→ **SUPPLIED PASSAGE**:
2 Tarnap denies that Redman is entitled to an order extending the operation of the caveat, raising two issues:-


      · Whether the caveat has any effect, in circumstances where it appears to be a second caveat lodged claiming substantially the same estate or interest as an earlier caveat which has lapsed; and

      · Whether, upon the proper construction of the building contract and in the events which have happened, Redman has an interest in the land capable of supporting a caveat.

3 On an application for the extension of the operation of a caveat, the test which the court applies is whether it would in the circumstances grant an interlocutory injunction to protect the interests claimed in the caveat: Kerabee Park Pty Limited v Daley [1978] 2 NSWLR 222; Martyn v Glennan [1979] 2 NSWLR 234; Gay v Gooden [1989] NSWConvR 55-445; 70 Pitt Street Sydney v McGurck [2004] NSWSC 413, [15]; Ruxan Pty Limited v Peachme Pty Limited [2004] NSWSC 1221, [9]. This then involves whether there is a sufficiently seriously arguable case for final relief to justify maintenance of the caveat, having regard to the balance of convenience.

4 Tarnap is the registered proprietor of the land comprised in Folio Identifier 2/818801 at 62 Johnson Parade, Lemon Tree Passage. On 23 September 2003, Tarnap as owner and Redman as builder entered into a building contract for the construction on the Johnson Parade site of a relocated residence, for a price of $81,000 inclusive of GST.

5 Clause 31 of the contract, entitled “Charge on the Site”, provided as follows:-

          The owner charges the site with the due payment to the builder of all moneys that are or may become payable under this contract to the extent that a court or tribunal has made an order that the owner pays that amount to the builder.

6 On 4 March 2004, Redman issued a statement of liquidated claim in the Local Court at Raymond Terrace for an amount of $32,260.69, said to be due for work done and materials provided by Redman to Tarnap from 13 October 2003. Tarnap filed a defence on or about 18 June 2004, asserting that it had overpaid Redman, and propounding a cross-claim for damages for $39,649.71. The Local Court proceedings were referred to arbitration.

→ **ENTRIES SHOWN**:
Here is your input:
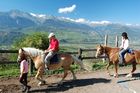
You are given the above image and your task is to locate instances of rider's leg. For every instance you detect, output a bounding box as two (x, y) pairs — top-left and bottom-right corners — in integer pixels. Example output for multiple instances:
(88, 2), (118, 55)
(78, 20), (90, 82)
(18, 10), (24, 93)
(45, 51), (56, 65)
(119, 49), (126, 64)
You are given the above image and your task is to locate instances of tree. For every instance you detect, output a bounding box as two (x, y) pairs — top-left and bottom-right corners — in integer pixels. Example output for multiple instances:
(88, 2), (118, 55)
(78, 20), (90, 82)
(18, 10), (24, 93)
(14, 32), (49, 50)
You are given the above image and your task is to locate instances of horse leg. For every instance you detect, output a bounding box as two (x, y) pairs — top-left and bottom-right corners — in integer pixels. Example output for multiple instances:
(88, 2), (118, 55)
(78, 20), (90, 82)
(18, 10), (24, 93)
(114, 62), (118, 78)
(35, 68), (45, 86)
(126, 62), (136, 78)
(106, 62), (111, 76)
(59, 69), (68, 84)
(70, 68), (76, 80)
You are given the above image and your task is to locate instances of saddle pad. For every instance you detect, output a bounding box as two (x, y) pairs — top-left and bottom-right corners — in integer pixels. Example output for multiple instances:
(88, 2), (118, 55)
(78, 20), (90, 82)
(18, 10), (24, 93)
(50, 54), (59, 64)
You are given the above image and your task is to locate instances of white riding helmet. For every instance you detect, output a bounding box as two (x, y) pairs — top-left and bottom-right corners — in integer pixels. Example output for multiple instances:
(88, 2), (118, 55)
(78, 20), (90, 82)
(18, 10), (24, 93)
(48, 33), (55, 38)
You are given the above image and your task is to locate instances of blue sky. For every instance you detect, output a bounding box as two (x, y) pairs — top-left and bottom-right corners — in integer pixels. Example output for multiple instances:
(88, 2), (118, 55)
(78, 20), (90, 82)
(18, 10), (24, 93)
(0, 0), (140, 24)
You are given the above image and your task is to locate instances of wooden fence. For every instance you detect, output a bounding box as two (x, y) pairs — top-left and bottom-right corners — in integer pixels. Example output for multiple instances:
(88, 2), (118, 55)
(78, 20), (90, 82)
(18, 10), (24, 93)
(0, 35), (118, 73)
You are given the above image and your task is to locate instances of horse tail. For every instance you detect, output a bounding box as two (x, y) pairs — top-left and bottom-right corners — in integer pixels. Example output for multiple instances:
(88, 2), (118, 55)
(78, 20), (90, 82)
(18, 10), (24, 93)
(72, 55), (85, 69)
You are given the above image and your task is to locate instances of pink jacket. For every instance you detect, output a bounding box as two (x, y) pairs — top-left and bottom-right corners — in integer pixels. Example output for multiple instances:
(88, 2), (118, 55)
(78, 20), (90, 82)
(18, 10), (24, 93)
(20, 60), (28, 73)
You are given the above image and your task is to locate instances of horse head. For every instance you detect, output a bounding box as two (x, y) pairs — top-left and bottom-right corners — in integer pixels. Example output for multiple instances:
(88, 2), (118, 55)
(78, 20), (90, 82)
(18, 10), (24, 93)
(17, 48), (26, 63)
(95, 45), (104, 58)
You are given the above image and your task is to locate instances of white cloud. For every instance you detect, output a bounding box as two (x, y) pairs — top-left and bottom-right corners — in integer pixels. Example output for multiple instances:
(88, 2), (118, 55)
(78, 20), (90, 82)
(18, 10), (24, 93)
(30, 13), (46, 18)
(58, 4), (76, 13)
(91, 21), (111, 25)
(75, 18), (86, 23)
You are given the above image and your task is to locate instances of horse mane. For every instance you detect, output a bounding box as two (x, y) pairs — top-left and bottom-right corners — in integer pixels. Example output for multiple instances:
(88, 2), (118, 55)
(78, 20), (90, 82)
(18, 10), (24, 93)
(22, 47), (44, 57)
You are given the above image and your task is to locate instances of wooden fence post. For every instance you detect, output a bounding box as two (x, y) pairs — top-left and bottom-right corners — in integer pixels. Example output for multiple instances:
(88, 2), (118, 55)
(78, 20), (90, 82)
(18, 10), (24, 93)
(115, 36), (119, 47)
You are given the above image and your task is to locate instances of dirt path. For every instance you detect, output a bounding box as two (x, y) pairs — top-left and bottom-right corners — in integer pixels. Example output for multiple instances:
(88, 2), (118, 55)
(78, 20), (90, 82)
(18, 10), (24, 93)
(0, 68), (140, 93)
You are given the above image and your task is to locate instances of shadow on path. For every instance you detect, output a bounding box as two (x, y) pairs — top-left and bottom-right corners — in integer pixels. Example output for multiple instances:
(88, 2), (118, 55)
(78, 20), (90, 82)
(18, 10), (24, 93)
(29, 78), (111, 93)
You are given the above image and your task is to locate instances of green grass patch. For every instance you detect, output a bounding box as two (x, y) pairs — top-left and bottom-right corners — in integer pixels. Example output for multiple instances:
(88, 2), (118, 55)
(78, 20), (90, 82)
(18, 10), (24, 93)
(92, 62), (107, 71)
(0, 64), (20, 77)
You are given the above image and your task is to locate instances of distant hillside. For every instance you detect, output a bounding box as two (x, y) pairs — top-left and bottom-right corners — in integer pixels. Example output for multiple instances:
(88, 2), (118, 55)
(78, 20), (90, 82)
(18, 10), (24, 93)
(0, 10), (140, 45)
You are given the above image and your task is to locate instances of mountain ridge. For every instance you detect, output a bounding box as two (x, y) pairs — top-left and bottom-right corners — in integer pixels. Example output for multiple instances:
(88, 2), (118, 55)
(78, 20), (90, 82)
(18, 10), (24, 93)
(0, 10), (140, 45)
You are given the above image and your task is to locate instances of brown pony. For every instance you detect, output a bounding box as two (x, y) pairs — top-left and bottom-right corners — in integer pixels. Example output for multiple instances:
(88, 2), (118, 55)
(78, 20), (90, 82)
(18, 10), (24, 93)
(17, 48), (85, 85)
(95, 45), (140, 77)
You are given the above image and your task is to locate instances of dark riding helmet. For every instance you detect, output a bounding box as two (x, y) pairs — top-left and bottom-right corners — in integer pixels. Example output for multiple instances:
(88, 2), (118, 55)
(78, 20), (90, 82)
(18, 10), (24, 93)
(122, 32), (127, 37)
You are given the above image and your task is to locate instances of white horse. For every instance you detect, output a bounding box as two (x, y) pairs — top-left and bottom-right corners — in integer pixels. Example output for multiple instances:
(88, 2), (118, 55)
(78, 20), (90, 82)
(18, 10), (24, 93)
(17, 47), (86, 85)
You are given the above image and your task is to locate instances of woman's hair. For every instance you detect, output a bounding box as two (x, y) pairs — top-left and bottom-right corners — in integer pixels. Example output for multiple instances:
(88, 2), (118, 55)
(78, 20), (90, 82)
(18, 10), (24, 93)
(122, 32), (128, 39)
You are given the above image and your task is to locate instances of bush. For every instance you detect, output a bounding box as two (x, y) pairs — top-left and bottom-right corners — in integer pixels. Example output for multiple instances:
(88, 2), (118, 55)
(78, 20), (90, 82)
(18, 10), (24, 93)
(13, 32), (49, 50)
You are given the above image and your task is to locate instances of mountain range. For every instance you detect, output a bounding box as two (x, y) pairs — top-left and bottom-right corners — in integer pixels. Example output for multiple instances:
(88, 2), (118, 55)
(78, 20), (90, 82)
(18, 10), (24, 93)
(0, 10), (140, 45)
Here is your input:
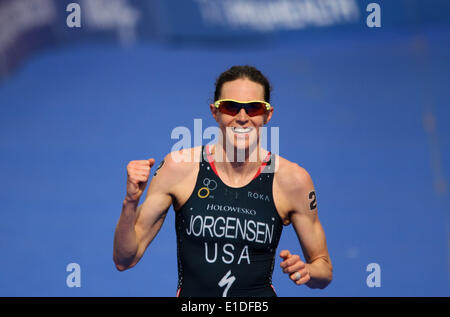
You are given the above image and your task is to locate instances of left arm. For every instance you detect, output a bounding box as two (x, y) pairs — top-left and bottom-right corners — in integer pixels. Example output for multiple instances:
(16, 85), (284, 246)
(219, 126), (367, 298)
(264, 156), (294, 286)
(280, 164), (333, 289)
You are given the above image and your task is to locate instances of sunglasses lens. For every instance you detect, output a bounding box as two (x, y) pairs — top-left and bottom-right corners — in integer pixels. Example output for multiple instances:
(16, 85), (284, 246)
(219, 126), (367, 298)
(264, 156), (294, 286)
(219, 100), (266, 117)
(245, 102), (266, 117)
(219, 100), (241, 116)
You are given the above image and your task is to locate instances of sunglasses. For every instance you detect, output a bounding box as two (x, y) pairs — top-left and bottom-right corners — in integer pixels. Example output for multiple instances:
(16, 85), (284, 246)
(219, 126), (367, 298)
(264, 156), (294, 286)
(214, 99), (272, 117)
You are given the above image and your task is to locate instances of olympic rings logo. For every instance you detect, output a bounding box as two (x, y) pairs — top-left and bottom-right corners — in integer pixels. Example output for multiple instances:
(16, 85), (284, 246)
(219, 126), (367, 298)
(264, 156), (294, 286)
(197, 178), (217, 198)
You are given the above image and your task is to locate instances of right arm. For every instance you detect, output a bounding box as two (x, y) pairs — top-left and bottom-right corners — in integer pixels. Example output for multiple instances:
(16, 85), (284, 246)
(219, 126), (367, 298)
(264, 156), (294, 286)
(113, 155), (176, 271)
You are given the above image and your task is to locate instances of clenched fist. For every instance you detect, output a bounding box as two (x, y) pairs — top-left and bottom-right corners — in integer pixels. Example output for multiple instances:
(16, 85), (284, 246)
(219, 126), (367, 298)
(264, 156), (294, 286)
(125, 158), (155, 202)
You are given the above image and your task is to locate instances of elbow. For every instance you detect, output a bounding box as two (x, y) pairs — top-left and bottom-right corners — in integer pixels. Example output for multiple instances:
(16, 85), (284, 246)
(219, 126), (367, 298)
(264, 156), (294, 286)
(113, 255), (136, 272)
(116, 263), (129, 272)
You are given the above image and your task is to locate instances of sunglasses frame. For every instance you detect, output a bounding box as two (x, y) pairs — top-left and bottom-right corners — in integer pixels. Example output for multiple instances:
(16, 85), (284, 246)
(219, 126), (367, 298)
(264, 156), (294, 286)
(214, 99), (272, 115)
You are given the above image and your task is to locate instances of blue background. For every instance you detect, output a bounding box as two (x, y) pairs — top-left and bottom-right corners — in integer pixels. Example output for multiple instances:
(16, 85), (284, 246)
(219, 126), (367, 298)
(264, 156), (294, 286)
(0, 2), (450, 297)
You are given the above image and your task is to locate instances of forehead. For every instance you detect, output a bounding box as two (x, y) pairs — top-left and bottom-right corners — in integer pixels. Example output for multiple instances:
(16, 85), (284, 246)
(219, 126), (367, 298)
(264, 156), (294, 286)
(220, 78), (264, 101)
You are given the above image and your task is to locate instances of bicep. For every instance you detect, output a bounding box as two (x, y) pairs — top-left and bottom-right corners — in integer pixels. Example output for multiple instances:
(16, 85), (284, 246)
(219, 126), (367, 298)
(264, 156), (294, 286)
(135, 158), (173, 255)
(291, 209), (328, 263)
(290, 169), (328, 262)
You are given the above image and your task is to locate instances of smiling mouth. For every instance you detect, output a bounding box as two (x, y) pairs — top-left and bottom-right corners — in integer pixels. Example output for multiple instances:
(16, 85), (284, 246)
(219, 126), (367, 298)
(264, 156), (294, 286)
(231, 127), (253, 134)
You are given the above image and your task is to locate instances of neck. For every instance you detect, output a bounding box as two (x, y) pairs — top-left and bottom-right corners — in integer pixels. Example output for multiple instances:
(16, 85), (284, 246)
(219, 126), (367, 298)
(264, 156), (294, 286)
(210, 142), (268, 175)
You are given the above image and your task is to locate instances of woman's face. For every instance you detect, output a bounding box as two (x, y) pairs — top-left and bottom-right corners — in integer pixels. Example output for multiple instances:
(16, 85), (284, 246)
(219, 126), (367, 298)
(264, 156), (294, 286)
(210, 78), (273, 157)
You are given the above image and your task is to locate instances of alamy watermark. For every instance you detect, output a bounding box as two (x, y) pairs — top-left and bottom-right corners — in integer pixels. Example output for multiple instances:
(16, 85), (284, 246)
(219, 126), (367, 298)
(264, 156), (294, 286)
(170, 119), (280, 168)
(66, 263), (81, 288)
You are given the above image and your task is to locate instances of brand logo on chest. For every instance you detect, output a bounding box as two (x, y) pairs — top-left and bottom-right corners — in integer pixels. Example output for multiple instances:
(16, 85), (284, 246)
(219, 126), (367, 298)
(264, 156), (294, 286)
(247, 191), (270, 202)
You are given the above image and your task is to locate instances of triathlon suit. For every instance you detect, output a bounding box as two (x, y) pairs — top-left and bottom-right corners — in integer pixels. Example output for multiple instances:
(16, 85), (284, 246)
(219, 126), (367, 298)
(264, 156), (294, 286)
(175, 146), (283, 297)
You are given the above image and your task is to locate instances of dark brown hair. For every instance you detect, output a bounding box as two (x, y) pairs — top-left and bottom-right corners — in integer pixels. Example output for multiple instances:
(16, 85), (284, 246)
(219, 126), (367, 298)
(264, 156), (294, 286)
(214, 65), (272, 102)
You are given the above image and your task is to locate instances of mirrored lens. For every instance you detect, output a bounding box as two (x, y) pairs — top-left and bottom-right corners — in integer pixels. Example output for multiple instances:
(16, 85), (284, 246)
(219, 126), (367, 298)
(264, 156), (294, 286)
(219, 100), (266, 117)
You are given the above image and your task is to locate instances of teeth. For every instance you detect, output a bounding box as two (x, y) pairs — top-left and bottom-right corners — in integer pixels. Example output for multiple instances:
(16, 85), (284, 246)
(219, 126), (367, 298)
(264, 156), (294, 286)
(232, 128), (252, 133)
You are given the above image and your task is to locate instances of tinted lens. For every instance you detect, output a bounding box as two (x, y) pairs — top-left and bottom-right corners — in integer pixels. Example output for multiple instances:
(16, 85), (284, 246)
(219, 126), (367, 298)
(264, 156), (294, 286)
(219, 101), (242, 116)
(219, 100), (266, 117)
(245, 102), (266, 117)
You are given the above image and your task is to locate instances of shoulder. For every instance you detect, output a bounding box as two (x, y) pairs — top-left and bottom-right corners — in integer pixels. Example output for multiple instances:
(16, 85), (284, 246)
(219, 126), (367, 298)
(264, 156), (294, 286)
(152, 146), (201, 188)
(274, 155), (313, 194)
(161, 146), (202, 176)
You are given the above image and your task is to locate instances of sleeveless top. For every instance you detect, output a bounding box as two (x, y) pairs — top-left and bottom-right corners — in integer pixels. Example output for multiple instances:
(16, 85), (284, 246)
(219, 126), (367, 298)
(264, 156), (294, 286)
(175, 146), (283, 297)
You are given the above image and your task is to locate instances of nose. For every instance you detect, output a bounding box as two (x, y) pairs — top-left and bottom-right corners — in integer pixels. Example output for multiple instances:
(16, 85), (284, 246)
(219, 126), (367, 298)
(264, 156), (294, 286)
(236, 108), (248, 123)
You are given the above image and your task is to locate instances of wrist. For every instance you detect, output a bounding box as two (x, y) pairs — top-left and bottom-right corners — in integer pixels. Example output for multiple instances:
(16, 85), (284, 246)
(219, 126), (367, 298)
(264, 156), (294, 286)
(123, 197), (139, 207)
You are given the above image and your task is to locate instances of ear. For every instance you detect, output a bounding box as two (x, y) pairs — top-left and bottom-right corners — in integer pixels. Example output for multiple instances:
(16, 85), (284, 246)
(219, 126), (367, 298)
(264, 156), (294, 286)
(209, 104), (219, 122)
(264, 107), (273, 124)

→ **PROBLEMS TO WORK ON**:
a) Using the caveat excerpt, decide whether each statement agrees with it, and back each yes or no with the text's own deciding words: (i) the building contract price was $81,000 inclusive of GST; (ii) Redman issued its statement of liquidated claim in the District Court; (iii) Tarnap's cross-claim sought damages of $32,260.69.
b) List every case the caveat excerpt cites as authority for the test on extending a caveat.
c) Print the caveat excerpt from "4 Tarnap is" to "inclusive of GST.".
The rows aren't needed for this work.

→ **ANSWERS TO THE EXERCISE**:
a)
(i) Yes: "for a price of $81,000 inclusive of GST"
(ii) No: "Redman issued a statement of liquidated claim in the Local Court at Raymond Terrace"
(iii) No: "propounding a cross-claim for damages for $39,649.71"

b)
- Kerabee Park Pty Limited v Daley [1978] 2 NSWLR 222
- Martyn v Glennan [1979] 2 NSWLR 234
- Gay v Gooden [1989] NSWConvR 55-445
- 70 Pitt Street Sydney v McGurck [2004] NSWSC 413, [15]
- Ruxan Pty Limited v Peachme Pty Limited [2004] NSWSC 1221, [9]

c)
4 Tarnap is the registered proprietor of the land comprised in Folio Identifier 2/818801 at 62 Johnson Parade, Lemon Tree Passage. On 23 September 2003, Tarnap as owner and Redman as builder entered into a building contract for the construction on the Johnson Parade site of a relocated residence, for a price of $81,000 inclusive of GST.